:: Trecho selecionado
Algoritmo KNN

(Variavel dependente(factor) e 2 variaveis explicativas numéricas) O objetivo é conseguir prever se y é 2 ou 7 consoante os valores de x_1 e x_2

Exportação de Dados

if(!exists("mnist")) mnist <- read_mnist()
head(mnist_27$train$x_1)
## [1] 0.03947368 0.16071429 0.02127660 0.13580247 0.39024390 0.04854369
data.class(mnist_27$train$x_1)
## [1] "numeric"
head(mnist_27$train$x_2)#variaveis independentes
## [1] 0.18421053 0.08928571 0.27659574 0.22222222 0.36585366 0.28155340
data.class(mnist_27$train$x_2)
## [1] "numeric"
head(mnist_27$train$y) #variaveis dependentes
## [1] 2 7 2 2 7 2
## Levels: 2 7
data.class(mnist_27$train$y)
::::
:: Conjunto de dados
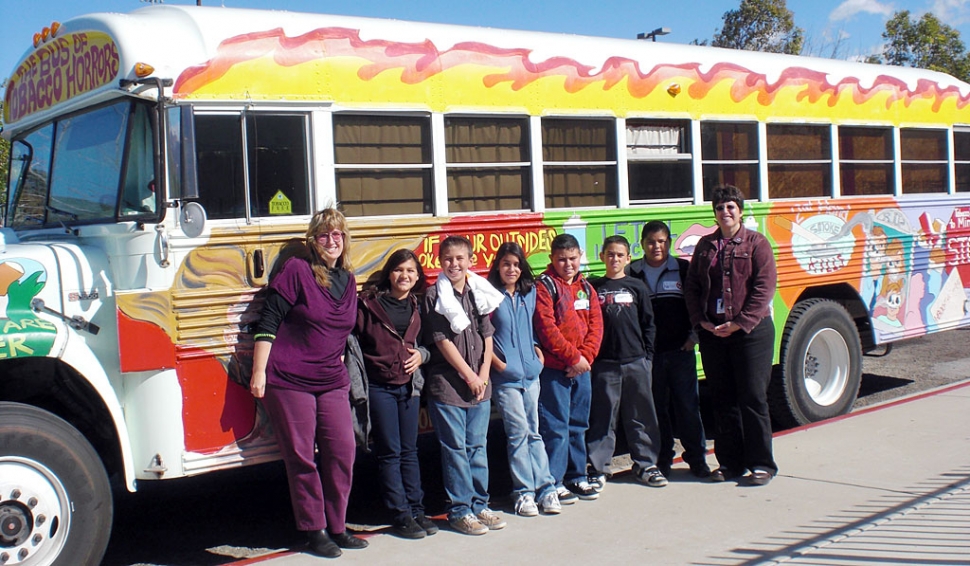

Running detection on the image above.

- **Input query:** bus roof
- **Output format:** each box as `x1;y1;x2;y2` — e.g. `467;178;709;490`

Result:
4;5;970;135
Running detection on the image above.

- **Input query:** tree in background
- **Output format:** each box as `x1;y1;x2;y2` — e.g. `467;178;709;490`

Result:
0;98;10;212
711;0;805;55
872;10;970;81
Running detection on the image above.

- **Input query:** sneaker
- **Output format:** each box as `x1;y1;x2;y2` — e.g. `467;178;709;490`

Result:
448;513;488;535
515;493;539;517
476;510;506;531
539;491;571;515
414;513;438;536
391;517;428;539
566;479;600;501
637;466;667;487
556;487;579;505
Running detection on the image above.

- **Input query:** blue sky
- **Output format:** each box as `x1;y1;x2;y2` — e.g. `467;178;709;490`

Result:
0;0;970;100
::::
> [Tarefas]:
**a.** Verta para o inglês esta frase do trecho sobre o algoritmo KNN: "O objetivo é conseguir prever se y é 2 ou 7 consoante os valores de x_1 e x_2".
**b.** Prossiga com o trecho sobre o algoritmo KNN a partir de sua última linha.

> [Respostas finais]:
**a.** The goal is to be able to predict whether y is 2 or 7 according to the values of x_1 and x_2.

**b.**
## [1] "factor"
dim(mnist_27$train)
## [1] 800   3

Analise e compreensão dos dados

p = data.frame(mnist_27$train$x_1,mnist_27$train$x_2)
panel.hist <- function(x, ...)
{
  usr <- par("usr"); on.exit(par(usr))
  par(usr = c(usr[1:2], 0, 1.5) )
  h <- hist(x, plot = FALSE)
  breaks <- h$breaks; nB <- length(breaks)
  y <- h$counts; y <- y/max(y)
  rect(breaks[-nB], 0, breaks[-1], y, col = "cyan", ...)
}
panel.cor <- function(x, y, digits = 2, prefix = "", cex.cor, ...)
{
  usr <- par("usr"); on.exit(par(usr))
  par(usr = c(0, 1, 0, 1))
  r <- abs(cor(x, y))
  txt <- format(c(r, 0.123456789), digits = digits)[1]
  txt <- paste0(prefix, txt)
  if(missing(cex.cor)) cex.cor <- 0.8/strwidth(txt)
  text(0.5, 0.5, txt, cex = cex.cor * r)
}
pairs(p, diag.panel = panel.hist, upper.panel = panel.cor,
      lower.panel = panel.smooth)

ggpairs(mnist_27$train, columns = 1:3, ggplot2::aes(colour=y))
## `stat_bin()` using `bins = 30`. Pick better value with `binwidth`.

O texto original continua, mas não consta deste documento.